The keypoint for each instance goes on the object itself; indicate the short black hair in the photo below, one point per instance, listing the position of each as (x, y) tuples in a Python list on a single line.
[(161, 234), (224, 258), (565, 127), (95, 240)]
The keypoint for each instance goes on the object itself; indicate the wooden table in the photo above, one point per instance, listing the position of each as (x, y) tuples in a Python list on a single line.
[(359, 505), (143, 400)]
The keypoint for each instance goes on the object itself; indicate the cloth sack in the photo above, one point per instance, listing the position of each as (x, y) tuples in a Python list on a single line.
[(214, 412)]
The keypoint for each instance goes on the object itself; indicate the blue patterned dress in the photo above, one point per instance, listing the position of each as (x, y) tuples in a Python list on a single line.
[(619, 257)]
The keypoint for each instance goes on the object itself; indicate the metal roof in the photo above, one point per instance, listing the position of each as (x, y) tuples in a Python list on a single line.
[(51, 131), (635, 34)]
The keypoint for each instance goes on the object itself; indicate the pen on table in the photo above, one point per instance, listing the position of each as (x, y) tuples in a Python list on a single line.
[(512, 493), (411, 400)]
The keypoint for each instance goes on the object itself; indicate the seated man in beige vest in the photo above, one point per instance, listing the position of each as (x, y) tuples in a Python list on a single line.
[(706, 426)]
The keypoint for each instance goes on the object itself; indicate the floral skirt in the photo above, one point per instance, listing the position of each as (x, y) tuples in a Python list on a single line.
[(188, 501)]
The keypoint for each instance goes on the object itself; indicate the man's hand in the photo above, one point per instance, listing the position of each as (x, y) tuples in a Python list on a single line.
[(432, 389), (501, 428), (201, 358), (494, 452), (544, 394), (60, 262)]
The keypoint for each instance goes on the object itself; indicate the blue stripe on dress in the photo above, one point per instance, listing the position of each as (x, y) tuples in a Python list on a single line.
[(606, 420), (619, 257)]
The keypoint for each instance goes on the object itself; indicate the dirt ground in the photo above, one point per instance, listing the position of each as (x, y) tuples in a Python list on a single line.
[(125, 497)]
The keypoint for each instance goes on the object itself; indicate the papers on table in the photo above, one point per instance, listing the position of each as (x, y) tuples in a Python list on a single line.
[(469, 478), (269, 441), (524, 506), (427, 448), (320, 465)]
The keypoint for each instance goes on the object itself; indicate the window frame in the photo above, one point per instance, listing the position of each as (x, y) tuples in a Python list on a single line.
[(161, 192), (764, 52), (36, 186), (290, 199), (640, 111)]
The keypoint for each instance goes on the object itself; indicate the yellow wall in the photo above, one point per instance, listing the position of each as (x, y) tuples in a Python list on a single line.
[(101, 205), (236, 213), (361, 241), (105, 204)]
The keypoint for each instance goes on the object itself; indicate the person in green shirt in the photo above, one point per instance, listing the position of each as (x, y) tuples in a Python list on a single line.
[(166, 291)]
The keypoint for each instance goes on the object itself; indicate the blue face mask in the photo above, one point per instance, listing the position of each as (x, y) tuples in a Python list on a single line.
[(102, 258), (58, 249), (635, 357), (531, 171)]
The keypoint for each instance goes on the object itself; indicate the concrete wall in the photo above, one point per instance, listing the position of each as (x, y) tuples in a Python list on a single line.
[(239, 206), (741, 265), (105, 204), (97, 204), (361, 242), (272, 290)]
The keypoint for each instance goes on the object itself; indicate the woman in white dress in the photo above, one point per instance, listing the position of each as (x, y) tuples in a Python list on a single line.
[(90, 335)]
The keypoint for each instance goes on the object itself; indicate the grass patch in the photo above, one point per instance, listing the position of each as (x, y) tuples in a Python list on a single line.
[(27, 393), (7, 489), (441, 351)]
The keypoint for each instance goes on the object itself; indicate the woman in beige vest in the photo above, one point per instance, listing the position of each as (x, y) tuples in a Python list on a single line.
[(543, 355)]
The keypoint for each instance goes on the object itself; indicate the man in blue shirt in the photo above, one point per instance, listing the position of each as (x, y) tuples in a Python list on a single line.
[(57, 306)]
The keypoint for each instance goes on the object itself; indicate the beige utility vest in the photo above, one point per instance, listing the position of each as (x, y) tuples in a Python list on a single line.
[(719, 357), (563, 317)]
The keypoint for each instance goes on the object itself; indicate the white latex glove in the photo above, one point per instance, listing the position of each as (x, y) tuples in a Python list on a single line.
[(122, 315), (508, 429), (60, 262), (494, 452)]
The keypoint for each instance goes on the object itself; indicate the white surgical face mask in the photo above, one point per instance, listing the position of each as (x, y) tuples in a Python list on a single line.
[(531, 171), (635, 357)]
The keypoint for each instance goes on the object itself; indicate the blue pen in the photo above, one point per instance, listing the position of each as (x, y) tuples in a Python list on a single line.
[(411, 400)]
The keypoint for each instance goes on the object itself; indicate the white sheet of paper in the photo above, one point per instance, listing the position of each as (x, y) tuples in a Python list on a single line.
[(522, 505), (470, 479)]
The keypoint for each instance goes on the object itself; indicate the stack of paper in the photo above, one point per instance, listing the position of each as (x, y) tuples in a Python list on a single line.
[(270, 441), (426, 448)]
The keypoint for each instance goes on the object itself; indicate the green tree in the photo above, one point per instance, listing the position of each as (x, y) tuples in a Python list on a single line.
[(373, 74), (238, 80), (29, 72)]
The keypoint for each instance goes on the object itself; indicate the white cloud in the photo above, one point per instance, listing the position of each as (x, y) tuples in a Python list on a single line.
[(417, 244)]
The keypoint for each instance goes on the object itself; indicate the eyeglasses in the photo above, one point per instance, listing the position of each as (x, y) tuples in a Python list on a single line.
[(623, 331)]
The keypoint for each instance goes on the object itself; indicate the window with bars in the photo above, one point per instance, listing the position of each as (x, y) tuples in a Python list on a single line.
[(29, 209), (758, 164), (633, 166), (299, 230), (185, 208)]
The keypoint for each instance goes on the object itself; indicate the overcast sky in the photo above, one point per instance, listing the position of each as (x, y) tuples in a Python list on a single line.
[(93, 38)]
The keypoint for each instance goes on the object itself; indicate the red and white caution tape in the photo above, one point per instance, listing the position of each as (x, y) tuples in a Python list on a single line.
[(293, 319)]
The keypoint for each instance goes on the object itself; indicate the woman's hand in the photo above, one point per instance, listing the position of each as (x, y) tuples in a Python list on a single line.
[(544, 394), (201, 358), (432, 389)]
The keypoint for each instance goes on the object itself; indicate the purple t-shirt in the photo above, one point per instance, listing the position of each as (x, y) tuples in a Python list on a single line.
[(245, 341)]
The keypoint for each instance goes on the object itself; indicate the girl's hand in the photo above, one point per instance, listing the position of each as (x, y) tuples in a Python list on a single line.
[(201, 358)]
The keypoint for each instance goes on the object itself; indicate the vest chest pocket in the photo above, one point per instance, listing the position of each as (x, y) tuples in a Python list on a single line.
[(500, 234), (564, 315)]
· · · · · · ·
[Your objective]: Rewrite the data starting at the line containing "indicate the man's" and ending at the line containing "[(469, 478), (269, 441), (524, 506), (427, 448), (320, 465)]", with "single line" replaced by "one line" and nothing else changed. Give only those lines.

[Response]:
The keypoint for each instance goes on the object itself; indicate the man's hand in the photo above, one point per instance, listing the position of each as (x, y) tuples in a Python list on a one line.
[(432, 389), (501, 428), (201, 358), (494, 452), (544, 394), (60, 262)]
The keypoint for each instance goes on the object itself; indicate the blue stripe on dress in the photo above, one point per instance, listing the position of each as (x, y) tuples in a Python list on a one line.
[(606, 420), (619, 257)]
The keypoint for each instance goes on the object itself; indicate the dirt ground in the photo above, one point per instance, listing the position of each as (x, y) tuples in a Python list on a one line.
[(125, 497)]
The keypoint for each instance goes on the object itself; indicate the papers on table in the photo above, one point per instance, listing the position of each as (x, y) tuples in a Python list on a one line.
[(469, 478), (269, 441), (524, 506), (427, 448), (320, 465)]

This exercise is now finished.